PROBLEMS —
**A.** In the kernel documentation patch, on what kind of architectures does the added text say flushing the cache is also important?
**B.** Reproduce word for word the part of the kernel documentation patch starting at "On Fri, 07 May" and ending at "routine is called.".

TEXT PASSAGE —
━━━━━━━━

On Fri, 07 May 2010 14:24:18 +0100
Catalin Marinas <catalin.marinas@arm.com> wrote:

>    void flush_dcache_page(struct page *page)
>  
> -	Any time the kernel writes to a page cache page, _OR_
> +	Any time the kernel modifies an existing page cache page, _OR_
>  	the kernel is about to read from a page cache page and
>  	user space shared/writable mappings of this page potentially
>  	exist, this routine is called.
> @@ -289,20 +295,26 @@ maps this page at its virtual address.
>  	      handling vfs symlinks in the page cache need not call
>  	      this interface at all.
>  
> +	      The kernel may not call this function on a newly allocated
> +	      page cache page even though it stored data into the page.
> +
>  	The phrase "kernel writes to a page cache page" means,
>  	specifically, that the kernel executes store instructions
>  	that dirty data in that page at the page->virtual mapping
>  	of that page.  It is important to flush here to handle
>  	D-cache aliasing, to make sure these kernel stores are
> -	visible to user space mappings of that page.
> +	visible to user space mappings of that page. It is also
> +	important to flush the cache on Harvard architectures where the
> +	I and D caches are not coherent.
>  
>  	The corollary case is just as important, if there are users
>  	which have shared+writable mappings of this file, we must make
>  	sure that kernel reads of these pages will see the most recent
>  	stores done by the user.

━━━━━━━━

Dataset items:
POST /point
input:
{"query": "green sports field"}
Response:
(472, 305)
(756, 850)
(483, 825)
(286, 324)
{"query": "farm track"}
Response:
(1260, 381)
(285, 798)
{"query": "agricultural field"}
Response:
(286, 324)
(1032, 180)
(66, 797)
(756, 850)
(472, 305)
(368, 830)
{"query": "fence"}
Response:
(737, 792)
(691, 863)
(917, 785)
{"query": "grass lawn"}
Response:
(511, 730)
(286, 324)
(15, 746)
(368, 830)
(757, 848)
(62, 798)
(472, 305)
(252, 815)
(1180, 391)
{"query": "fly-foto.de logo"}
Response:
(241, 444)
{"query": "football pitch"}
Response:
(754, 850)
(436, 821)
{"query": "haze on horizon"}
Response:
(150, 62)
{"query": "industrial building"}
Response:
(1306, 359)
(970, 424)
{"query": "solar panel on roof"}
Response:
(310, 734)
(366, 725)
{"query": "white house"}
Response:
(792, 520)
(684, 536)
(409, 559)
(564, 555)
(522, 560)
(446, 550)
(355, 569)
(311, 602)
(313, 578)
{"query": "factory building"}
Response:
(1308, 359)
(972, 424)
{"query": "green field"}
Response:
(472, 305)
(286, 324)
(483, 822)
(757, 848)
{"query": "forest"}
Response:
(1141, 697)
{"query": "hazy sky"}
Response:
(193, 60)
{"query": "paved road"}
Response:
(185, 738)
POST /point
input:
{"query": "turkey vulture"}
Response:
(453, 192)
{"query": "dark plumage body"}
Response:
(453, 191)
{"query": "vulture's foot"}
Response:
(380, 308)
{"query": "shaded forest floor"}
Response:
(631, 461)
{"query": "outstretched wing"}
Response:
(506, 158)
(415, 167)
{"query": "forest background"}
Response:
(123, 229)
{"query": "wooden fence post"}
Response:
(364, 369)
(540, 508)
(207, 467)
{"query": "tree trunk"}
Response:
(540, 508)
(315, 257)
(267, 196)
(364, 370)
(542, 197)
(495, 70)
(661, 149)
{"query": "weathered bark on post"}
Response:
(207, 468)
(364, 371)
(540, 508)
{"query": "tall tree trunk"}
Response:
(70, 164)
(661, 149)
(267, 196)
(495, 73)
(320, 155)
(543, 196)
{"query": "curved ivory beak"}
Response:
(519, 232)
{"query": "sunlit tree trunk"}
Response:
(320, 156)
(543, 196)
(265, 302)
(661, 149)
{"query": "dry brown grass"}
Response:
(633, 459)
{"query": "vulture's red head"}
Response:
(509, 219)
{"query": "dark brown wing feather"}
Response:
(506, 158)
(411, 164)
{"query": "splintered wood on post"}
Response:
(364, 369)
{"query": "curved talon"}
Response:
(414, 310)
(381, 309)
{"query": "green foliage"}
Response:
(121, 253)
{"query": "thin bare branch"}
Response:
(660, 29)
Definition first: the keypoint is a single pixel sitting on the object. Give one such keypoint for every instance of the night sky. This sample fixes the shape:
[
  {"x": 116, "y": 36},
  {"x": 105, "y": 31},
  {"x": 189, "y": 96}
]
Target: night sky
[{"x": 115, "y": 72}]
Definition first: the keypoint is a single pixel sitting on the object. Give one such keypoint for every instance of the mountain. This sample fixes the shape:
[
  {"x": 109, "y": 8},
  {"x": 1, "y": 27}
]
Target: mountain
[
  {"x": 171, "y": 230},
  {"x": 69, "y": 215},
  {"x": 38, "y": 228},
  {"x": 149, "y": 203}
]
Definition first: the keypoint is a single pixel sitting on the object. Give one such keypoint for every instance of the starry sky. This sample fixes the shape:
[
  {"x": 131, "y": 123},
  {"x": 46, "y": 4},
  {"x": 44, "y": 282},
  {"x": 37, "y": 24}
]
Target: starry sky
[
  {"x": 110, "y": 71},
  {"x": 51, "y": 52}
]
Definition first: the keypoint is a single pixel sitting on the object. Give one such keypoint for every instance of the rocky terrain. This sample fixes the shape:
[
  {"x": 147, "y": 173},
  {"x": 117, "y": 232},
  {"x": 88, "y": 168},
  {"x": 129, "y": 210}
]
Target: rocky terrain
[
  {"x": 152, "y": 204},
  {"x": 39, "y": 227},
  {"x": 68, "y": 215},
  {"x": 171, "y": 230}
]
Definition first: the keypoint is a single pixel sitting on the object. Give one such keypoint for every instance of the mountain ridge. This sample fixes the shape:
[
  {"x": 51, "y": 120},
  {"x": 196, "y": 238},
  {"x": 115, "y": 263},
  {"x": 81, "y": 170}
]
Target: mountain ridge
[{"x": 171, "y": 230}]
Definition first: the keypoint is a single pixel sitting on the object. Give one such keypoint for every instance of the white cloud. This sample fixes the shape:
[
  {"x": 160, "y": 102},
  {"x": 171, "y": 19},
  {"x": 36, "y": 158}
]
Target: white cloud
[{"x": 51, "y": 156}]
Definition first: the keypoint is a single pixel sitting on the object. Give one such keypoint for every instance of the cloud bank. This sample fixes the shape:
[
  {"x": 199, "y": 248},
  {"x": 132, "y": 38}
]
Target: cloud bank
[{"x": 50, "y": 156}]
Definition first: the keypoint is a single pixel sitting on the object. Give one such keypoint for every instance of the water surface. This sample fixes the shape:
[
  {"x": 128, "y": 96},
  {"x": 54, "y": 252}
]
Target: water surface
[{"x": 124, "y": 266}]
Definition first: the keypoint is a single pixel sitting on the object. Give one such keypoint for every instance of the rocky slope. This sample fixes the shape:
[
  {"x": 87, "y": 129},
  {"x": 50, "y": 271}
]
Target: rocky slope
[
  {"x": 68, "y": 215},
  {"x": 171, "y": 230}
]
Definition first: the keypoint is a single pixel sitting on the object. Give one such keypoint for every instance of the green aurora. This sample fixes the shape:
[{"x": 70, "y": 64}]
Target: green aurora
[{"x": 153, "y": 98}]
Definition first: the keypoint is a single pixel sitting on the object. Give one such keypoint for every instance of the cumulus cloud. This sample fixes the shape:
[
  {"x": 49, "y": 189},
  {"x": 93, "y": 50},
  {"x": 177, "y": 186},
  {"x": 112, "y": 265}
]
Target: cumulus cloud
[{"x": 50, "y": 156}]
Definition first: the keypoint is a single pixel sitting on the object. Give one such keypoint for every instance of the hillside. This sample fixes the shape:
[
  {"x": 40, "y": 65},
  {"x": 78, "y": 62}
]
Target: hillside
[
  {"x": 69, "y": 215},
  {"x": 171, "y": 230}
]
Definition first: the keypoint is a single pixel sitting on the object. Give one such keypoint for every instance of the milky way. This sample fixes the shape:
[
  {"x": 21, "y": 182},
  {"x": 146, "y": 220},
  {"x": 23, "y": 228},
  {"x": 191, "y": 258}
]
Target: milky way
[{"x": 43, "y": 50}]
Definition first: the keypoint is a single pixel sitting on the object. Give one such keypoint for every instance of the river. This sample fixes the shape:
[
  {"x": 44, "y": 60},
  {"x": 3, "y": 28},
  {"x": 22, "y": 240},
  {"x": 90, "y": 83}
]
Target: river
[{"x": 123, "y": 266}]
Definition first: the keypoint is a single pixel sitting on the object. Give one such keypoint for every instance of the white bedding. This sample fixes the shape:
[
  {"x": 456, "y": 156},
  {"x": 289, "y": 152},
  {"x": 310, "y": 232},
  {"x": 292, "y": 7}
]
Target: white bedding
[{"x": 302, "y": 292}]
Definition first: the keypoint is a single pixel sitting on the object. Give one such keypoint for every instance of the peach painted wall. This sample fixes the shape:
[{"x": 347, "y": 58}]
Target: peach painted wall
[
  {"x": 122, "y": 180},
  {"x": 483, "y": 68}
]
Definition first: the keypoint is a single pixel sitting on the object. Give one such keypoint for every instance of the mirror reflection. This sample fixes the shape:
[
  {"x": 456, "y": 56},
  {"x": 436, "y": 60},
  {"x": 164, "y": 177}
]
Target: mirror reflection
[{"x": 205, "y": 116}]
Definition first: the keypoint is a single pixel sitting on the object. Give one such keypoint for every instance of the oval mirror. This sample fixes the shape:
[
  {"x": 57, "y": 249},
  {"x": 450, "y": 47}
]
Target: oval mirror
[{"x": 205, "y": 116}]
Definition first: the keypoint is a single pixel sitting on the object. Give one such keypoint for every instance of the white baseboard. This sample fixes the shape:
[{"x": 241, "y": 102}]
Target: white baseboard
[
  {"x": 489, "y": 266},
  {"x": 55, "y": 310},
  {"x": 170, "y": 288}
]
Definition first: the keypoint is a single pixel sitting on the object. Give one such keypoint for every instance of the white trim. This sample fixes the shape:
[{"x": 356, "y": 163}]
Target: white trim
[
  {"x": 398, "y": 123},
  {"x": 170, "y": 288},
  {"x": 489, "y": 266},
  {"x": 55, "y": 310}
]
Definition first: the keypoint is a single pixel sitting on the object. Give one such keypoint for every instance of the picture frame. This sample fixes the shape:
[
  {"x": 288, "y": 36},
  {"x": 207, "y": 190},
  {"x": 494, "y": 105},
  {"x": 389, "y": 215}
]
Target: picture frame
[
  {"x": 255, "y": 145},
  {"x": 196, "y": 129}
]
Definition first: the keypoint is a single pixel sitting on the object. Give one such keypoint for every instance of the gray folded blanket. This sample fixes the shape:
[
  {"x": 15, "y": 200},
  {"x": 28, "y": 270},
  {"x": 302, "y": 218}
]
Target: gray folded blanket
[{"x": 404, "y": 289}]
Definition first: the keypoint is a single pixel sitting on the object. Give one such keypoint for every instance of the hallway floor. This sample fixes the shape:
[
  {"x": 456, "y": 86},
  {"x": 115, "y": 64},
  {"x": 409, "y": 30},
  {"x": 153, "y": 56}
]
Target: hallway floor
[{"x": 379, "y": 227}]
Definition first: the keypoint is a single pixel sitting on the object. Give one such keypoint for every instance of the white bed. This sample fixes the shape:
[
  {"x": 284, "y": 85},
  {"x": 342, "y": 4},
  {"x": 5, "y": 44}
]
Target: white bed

━━━━━━━━

OUTPUTS BY TASK —
**A.** Harvard architectures where the I and D caches are not coherent.

**B.**
On Fri, 07 May 2010 14:24:18 +0100
Catalin Marinas <catalin.marinas@arm.com> wrote:

>    void flush_dcache_page(struct page *page)
>  
> -	Any time the kernel writes to a page cache page, _OR_
> +	Any time the kernel modifies an existing page cache page, _OR_
>  	the kernel is about to read from a page cache page and
>  	user space shared/writable mappings of this page potentially
>  	exist, this routine is called.